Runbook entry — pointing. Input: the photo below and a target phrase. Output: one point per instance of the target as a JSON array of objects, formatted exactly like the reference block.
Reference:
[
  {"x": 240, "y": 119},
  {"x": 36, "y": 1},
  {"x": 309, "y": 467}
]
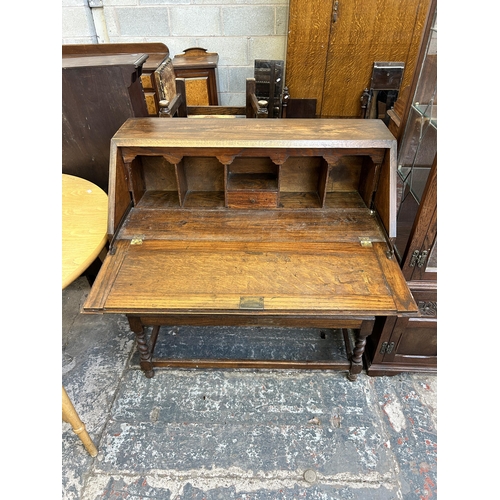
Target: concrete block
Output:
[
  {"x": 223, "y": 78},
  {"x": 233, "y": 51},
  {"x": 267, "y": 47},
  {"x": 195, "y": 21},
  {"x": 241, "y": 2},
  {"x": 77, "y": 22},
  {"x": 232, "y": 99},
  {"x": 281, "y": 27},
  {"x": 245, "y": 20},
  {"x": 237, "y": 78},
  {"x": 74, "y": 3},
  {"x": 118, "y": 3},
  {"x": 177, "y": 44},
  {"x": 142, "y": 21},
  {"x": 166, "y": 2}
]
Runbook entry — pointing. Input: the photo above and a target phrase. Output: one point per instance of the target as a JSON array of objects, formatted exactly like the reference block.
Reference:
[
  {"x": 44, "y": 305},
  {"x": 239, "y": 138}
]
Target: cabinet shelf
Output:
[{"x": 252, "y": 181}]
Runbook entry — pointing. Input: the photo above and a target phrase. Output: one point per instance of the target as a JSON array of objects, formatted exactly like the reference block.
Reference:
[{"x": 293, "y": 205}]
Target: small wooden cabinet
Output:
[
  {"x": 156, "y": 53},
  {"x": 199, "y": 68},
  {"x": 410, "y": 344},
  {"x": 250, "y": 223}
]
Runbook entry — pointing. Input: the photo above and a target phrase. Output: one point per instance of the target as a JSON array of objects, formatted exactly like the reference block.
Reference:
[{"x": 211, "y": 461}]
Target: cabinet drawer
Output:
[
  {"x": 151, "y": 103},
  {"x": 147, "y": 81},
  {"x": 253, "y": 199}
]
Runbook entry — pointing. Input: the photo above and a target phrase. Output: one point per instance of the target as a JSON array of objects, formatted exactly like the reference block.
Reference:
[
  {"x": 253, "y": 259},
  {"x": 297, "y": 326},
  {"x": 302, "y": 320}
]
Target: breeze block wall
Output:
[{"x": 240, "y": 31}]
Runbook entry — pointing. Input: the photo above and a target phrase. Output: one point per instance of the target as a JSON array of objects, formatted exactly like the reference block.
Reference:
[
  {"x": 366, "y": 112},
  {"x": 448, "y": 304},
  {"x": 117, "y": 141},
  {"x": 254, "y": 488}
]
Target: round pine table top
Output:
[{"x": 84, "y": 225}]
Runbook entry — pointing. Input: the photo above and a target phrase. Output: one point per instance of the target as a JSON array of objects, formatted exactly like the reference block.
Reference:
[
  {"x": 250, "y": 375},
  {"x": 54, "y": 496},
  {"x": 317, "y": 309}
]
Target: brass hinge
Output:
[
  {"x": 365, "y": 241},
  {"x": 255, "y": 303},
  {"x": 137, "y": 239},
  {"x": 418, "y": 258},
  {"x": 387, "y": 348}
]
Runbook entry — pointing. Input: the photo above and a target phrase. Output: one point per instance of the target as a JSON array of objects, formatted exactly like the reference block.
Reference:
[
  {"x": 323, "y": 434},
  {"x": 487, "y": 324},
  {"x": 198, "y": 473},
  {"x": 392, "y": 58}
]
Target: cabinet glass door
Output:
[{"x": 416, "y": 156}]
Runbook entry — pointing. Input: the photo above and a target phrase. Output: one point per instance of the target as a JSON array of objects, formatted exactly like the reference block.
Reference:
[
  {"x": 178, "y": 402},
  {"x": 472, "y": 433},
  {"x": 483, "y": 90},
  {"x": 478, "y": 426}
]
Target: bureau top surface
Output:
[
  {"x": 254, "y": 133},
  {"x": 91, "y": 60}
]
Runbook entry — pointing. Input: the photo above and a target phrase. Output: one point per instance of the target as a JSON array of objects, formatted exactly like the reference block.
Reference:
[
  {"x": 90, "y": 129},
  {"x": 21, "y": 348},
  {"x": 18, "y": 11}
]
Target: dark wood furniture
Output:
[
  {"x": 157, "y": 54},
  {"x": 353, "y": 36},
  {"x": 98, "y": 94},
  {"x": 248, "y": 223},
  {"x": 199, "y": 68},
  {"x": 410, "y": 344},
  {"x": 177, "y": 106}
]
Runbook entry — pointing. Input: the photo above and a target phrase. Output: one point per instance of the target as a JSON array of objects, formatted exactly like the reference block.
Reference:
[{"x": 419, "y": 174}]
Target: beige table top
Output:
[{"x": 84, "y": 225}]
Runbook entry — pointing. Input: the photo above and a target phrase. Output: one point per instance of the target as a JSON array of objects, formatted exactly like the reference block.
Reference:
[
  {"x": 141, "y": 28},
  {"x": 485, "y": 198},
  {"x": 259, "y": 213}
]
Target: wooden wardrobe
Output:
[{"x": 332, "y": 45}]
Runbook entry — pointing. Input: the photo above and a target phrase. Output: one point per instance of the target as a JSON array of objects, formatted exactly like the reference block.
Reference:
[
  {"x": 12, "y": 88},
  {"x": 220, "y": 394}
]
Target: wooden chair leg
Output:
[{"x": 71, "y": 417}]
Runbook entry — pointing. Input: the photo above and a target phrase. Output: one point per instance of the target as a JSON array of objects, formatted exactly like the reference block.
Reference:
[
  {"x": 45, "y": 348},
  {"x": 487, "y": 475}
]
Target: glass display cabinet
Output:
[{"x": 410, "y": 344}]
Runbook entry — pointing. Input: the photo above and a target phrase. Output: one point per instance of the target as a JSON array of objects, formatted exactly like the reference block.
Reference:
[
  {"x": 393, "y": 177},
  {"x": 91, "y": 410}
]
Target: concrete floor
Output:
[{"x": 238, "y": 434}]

---

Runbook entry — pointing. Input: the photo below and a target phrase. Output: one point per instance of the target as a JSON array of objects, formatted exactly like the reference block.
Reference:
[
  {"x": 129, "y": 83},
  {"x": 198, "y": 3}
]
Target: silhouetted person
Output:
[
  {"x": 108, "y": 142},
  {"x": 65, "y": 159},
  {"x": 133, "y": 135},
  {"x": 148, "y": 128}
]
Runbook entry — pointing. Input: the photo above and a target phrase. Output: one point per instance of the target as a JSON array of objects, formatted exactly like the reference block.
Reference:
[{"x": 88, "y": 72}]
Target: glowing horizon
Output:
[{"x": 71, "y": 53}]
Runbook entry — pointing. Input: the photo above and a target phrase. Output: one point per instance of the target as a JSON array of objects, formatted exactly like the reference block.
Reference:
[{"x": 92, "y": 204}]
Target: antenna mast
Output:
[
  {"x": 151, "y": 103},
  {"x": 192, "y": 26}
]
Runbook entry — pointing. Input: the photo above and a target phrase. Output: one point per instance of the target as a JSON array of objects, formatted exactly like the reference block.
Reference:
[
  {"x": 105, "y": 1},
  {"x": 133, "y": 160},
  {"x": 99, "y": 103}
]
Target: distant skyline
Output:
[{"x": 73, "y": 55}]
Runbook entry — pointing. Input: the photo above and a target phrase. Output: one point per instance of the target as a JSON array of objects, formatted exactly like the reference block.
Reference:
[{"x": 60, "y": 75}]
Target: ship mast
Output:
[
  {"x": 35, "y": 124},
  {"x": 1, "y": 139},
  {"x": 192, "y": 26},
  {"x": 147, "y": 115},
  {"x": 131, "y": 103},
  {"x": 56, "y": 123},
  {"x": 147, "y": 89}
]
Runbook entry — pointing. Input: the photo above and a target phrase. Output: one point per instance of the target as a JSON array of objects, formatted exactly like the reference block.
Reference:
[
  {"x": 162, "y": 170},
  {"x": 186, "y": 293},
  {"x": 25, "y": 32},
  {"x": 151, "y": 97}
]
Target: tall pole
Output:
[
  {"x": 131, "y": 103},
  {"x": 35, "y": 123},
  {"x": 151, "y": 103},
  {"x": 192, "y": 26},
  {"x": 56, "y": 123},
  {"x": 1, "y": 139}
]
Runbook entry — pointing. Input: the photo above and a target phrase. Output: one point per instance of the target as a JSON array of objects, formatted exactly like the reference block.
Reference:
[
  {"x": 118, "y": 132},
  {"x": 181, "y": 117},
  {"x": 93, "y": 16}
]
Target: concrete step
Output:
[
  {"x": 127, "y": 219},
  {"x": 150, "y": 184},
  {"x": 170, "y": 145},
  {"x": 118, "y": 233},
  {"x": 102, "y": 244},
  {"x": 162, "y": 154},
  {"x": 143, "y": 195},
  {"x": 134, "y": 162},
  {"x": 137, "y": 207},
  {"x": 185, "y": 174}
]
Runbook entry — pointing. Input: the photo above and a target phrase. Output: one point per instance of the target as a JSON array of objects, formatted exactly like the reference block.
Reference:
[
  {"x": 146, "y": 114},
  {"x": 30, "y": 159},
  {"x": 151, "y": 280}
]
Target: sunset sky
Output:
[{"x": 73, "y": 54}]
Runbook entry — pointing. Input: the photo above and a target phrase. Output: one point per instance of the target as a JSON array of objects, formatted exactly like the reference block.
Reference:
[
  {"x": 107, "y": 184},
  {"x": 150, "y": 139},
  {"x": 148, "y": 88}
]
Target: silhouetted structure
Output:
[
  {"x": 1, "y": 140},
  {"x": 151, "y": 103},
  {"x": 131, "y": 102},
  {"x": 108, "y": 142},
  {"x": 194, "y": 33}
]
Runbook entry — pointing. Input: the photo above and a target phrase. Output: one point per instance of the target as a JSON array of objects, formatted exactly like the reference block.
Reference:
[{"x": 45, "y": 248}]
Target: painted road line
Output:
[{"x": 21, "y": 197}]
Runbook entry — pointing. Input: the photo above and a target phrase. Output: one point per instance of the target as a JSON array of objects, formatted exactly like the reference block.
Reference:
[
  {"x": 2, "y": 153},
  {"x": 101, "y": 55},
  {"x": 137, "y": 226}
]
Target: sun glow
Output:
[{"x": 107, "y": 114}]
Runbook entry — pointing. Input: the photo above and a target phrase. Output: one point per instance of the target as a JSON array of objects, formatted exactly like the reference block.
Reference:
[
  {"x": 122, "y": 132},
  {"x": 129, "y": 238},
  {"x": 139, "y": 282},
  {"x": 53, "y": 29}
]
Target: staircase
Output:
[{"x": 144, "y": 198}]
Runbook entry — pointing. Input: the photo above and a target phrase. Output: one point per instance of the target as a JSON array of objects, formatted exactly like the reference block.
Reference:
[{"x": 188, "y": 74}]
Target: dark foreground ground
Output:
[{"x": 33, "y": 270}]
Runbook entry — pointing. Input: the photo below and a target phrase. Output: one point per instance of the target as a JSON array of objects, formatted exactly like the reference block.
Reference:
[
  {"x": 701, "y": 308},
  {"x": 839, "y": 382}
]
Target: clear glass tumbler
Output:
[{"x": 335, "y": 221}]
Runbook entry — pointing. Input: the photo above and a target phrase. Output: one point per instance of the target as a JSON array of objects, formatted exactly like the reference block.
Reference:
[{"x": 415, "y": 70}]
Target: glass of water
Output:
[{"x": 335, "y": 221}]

--

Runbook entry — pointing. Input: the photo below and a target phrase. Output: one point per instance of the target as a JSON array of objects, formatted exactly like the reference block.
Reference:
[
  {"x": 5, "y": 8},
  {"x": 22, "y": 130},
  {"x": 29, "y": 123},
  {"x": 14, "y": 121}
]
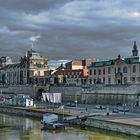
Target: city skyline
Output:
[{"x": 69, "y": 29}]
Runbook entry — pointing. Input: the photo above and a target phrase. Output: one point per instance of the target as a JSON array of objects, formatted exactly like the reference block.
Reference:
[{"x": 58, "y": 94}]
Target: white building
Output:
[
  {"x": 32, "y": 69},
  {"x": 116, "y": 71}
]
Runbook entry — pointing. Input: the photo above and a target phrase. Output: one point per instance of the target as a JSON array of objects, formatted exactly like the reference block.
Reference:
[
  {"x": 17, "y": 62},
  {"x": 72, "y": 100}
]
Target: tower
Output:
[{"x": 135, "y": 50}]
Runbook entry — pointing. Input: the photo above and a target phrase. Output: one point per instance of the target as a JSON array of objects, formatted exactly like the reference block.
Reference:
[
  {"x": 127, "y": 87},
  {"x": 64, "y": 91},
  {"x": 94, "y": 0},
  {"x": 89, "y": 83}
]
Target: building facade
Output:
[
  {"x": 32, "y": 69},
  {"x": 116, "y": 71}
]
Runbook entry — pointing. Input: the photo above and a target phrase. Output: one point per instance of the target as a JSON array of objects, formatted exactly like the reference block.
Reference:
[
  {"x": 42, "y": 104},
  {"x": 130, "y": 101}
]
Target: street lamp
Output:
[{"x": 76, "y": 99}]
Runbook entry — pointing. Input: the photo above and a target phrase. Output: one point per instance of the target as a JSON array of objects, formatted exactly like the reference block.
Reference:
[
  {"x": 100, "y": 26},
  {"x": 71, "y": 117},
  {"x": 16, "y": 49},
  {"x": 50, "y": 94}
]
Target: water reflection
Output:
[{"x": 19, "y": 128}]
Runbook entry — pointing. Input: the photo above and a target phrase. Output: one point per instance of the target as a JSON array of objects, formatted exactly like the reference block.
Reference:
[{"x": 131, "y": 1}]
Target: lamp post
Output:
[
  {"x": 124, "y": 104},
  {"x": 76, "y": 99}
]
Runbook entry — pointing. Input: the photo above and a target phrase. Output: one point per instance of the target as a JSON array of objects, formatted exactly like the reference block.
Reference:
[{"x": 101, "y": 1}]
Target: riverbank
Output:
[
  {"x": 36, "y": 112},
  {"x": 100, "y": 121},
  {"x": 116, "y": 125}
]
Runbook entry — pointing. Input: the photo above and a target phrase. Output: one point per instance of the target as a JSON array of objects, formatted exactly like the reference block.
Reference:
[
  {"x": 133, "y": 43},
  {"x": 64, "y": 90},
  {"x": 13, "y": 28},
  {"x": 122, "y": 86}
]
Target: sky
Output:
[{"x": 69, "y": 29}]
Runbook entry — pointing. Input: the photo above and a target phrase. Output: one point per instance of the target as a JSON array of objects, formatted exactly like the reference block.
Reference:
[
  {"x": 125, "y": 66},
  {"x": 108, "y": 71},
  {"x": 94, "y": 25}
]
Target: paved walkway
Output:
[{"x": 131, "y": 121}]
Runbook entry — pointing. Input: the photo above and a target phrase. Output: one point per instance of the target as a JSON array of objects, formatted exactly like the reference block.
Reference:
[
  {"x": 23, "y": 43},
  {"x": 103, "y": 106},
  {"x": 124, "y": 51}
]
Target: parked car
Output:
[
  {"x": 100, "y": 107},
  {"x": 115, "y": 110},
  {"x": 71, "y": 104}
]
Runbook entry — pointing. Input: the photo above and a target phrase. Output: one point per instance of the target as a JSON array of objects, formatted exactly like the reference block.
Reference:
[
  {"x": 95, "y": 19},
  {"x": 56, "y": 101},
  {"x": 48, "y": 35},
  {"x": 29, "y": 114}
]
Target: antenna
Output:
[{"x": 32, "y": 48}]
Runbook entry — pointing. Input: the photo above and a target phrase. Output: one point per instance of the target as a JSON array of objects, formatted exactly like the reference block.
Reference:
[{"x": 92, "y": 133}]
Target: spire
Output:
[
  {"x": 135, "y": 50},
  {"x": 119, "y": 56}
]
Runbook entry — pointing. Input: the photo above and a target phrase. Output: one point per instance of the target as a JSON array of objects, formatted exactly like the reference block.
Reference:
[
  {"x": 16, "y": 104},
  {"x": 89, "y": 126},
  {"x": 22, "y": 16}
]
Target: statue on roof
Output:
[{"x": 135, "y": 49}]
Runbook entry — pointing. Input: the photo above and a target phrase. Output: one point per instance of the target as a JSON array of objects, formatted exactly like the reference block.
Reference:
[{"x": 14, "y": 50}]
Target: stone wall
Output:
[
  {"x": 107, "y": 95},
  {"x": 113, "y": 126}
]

> [Work to be completed] State the number of lines in the records that include "building", and write nothing else.

> [Written solution] 2